* Prompt a *
In the code snippet, what value is assigned to noise_std as the observation noise level?

---- Text block

Here is the relevant code snippet. As I mentioned, I cannot reproduce this on my Ubuntu machine. Code snippet to reproduce

# Your code goes here
# Please make sure it does not require any external dependencies

import torch
from torch import Tensor
from botorch.models import SingleTaskGP
from botorch.fit import fit_gpytorch_model
from gpytorch.mlls import ExactMarginalLogLikelihood
import gpytorch
from torch.distributions import Uniform, Gamma
from typing import Union
from botorch.optim import optimize_acqf
from gpytorch.likelihoods import GaussianLikelihood
from gpytorch.constraints.constraints import GreaterThan
from gpytorch.priors.torch_priors import GammaPrior
from botorch.test_functions import Hartmann, ThreeHumpCamel, Beale, Branin, Powell
from standardized_function import StandardizedFunction

# fix the seed for testing
torch.manual_seed(0)

# Initialize the test function
noise_std = 0.1  # observation noise level
function = StandardizedFunction(Powell(noise_std=noise_std))

d = function.dim  # dimension of train_X
dim_w = 1  # dimension of w component
n = 2 * d + 2  # training samples
dim_x = d - dim_w  # dimension of the x component
train_X = torch.rand((n, d))
train_Y = function(train_X)

"""
StandardizedFunction is a class that transforms the domain of the SyntheticTestFunction to the unit hypercube. Here is the exact training data taken from the debug screen. I verified that this is the same across the two machines as well.

--------
---- Task input

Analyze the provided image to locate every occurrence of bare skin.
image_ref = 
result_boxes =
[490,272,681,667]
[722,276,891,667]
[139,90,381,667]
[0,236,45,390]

--------

* Prompt b *
Rescale the row above, the one after the code snippet. Write all of its lines again, including the request, and multiply each bounding-box coordinate in the answer by 1.45, rounding to whole numbers with halves rounded up.

* Response a *
0.1

* Response b *
Analyze the provided image to locate every occurrence of bare skin.
image_ref = 
result_boxes =
[711,394,987,967]
[1047,400,1292,967]
[202,131,552,967]
[0,342,65,566]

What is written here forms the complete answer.